The problem. If a line holds the word "indicate", copy it from the entries.

Natural language region descriptions:
--- --- ---

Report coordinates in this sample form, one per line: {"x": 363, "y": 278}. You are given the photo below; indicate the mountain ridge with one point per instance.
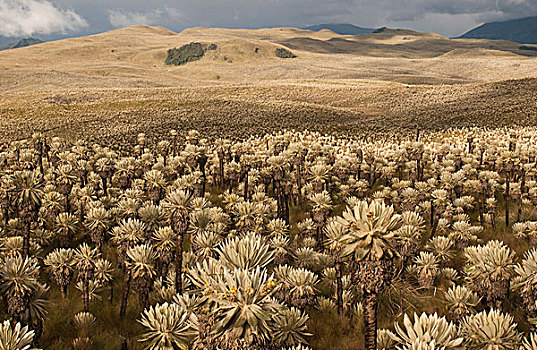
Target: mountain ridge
{"x": 521, "y": 30}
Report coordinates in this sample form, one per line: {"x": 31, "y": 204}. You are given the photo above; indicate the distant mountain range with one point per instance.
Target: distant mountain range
{"x": 523, "y": 30}
{"x": 341, "y": 28}
{"x": 21, "y": 43}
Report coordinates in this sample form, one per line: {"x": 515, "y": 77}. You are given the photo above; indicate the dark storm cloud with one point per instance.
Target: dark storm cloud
{"x": 45, "y": 17}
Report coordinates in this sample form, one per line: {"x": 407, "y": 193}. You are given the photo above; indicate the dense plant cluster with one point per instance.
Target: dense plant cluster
{"x": 219, "y": 244}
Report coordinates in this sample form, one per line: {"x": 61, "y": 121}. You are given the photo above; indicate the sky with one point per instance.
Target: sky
{"x": 54, "y": 19}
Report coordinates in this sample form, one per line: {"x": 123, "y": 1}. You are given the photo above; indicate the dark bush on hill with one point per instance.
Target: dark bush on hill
{"x": 529, "y": 48}
{"x": 284, "y": 53}
{"x": 187, "y": 53}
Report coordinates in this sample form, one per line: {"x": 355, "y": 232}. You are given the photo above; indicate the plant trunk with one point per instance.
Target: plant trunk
{"x": 506, "y": 198}
{"x": 339, "y": 288}
{"x": 370, "y": 321}
{"x": 26, "y": 241}
{"x": 179, "y": 264}
{"x": 86, "y": 292}
{"x": 125, "y": 298}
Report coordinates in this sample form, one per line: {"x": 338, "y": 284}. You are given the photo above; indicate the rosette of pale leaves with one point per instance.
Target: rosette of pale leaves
{"x": 490, "y": 331}
{"x": 247, "y": 252}
{"x": 244, "y": 303}
{"x": 530, "y": 343}
{"x": 489, "y": 269}
{"x": 525, "y": 281}
{"x": 15, "y": 337}
{"x": 289, "y": 327}
{"x": 167, "y": 327}
{"x": 18, "y": 279}
{"x": 461, "y": 301}
{"x": 371, "y": 229}
{"x": 427, "y": 332}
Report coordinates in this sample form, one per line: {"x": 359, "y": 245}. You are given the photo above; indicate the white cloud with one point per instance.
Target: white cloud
{"x": 29, "y": 17}
{"x": 159, "y": 16}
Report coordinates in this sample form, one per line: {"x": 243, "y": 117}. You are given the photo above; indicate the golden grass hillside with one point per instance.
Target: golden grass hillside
{"x": 115, "y": 84}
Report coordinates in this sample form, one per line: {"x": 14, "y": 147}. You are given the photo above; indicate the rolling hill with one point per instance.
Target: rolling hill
{"x": 341, "y": 28}
{"x": 523, "y": 30}
{"x": 116, "y": 84}
{"x": 21, "y": 43}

--- --- ---

Exercise solution.
Report coordinates in this sample form, one per line: {"x": 363, "y": 278}. You are given the photo below; indicate the mountain ridge with one point per instance.
Report coordinates in this sample form, one per line: {"x": 31, "y": 204}. You are given the photo above; indicate the distant mountain range with one point per instance.
Report coordinates in this sample form, one per line: {"x": 515, "y": 77}. You are given the photo above; indicate the dark storm cloud with one point per instance.
Report coordinates in this sample form, one per line: {"x": 407, "y": 193}. You are given the photo above; indicate the dense plant cluster with one point per instance.
Report coordinates in this sample form, one per line: {"x": 61, "y": 121}. You are given the photo above; indicate the sky with one point per instance.
Report coordinates in this sample form, one per line: {"x": 123, "y": 1}. You are given the photo above; indicate the dark bush on hill with one point per instance.
Report coordinates in this sample form, one per line: {"x": 355, "y": 232}. You are given the photo above; indicate the plant trunk with one point per instance.
Report coordinates in this sample form, one per line: {"x": 338, "y": 284}. You are given the photo above; indicate the rosette of pale leaves with one point per instance.
Report coordinates in this sample form, one per line: {"x": 359, "y": 245}. You are given the photo above; indicate the white cloud with one point per instance.
Report coordinates in this sample form, one per line: {"x": 243, "y": 117}. You are given the photo above; indicate the golden grass hillside with one point per instance.
Report coordinates in this sample form, one per line: {"x": 14, "y": 147}. You are given the photo above; indicate the rolling hill with one point per instance.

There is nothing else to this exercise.